*EXERCISE DETAILS*:
Write out, unchanged, the lines of the rows from the line containing "Reviewer note: check that each instance of the undergrowth" up to and including the last line of the rows.

----- ENTRIES -----

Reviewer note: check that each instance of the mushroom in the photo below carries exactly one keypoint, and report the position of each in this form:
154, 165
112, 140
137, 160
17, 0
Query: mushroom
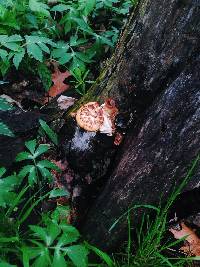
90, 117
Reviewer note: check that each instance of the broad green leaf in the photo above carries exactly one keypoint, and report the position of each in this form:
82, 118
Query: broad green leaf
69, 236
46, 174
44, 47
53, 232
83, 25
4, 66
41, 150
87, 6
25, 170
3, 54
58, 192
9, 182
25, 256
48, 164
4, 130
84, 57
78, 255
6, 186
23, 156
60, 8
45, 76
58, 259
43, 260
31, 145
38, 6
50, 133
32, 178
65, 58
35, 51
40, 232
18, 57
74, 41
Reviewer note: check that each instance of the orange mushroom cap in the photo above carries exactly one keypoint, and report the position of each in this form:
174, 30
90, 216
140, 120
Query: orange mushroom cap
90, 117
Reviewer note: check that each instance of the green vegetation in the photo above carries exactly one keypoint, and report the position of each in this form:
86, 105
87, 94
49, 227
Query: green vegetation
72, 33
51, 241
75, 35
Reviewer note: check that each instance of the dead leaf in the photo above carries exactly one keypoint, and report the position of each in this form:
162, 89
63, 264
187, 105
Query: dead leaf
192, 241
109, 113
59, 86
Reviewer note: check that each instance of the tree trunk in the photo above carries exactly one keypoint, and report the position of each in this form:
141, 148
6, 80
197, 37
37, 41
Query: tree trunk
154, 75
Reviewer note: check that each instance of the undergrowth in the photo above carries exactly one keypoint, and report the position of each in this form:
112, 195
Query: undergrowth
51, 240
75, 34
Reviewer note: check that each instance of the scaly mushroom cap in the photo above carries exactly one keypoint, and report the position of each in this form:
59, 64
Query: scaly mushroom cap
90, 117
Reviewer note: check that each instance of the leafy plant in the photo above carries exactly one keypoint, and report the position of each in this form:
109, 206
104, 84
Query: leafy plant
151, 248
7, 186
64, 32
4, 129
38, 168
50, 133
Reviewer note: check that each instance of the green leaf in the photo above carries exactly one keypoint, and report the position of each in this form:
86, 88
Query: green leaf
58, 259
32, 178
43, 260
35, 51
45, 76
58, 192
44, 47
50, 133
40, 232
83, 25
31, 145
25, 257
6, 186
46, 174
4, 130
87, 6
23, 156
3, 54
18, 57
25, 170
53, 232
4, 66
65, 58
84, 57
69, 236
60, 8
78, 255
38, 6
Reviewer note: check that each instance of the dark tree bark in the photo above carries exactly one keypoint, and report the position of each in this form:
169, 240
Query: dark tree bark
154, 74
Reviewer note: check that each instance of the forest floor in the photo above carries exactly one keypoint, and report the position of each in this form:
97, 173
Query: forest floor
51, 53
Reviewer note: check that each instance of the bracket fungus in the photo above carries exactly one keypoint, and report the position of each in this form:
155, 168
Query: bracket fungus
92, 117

-----

*FULL OUTPUT*:
Reviewer note: check that each instance of the undergrowth in the photo above carries exactly one keypoint, and report the position of each in this form:
112, 195
Query: undergrowth
51, 240
75, 34
Reviewer note: check that each instance of the scaly mushroom cap in the photo above carries exactly one keypoint, and report the position of each in this form:
59, 64
Query: scaly mushroom cap
90, 117
Reviewer note: check that each instance of the leafy plant in the photo above carries exactly one keypoint, and report the position of each in this form:
109, 206
104, 84
Query: leafy plant
151, 248
7, 186
64, 32
4, 129
38, 168
50, 133
Reviewer note: check that each instance of the green leaf in the photo above carries exactly one keypoint, and report the position of each in this form:
86, 88
Query: green leaf
58, 259
32, 178
43, 260
35, 51
45, 76
58, 192
44, 47
50, 133
40, 232
83, 25
31, 145
25, 257
6, 186
46, 174
4, 130
87, 6
23, 156
3, 54
18, 57
25, 170
53, 232
4, 66
65, 58
84, 57
69, 236
60, 8
78, 255
38, 6
Reviewer note: check that each instance of the dark tree bark in the photo above carries exactly one keypoint, and report the position of each in this form:
169, 240
Query: dark tree bark
154, 74
Reviewer note: check that each instance of the forest floor in the photo above carries exactly one keypoint, and report the position of each in this form:
97, 173
Query: forest floor
51, 53
Reviewer note: check that each instance of the bracket fungus in the photo above carries exactly one keypoint, and report the position of each in this form:
155, 168
Query: bracket fungus
92, 117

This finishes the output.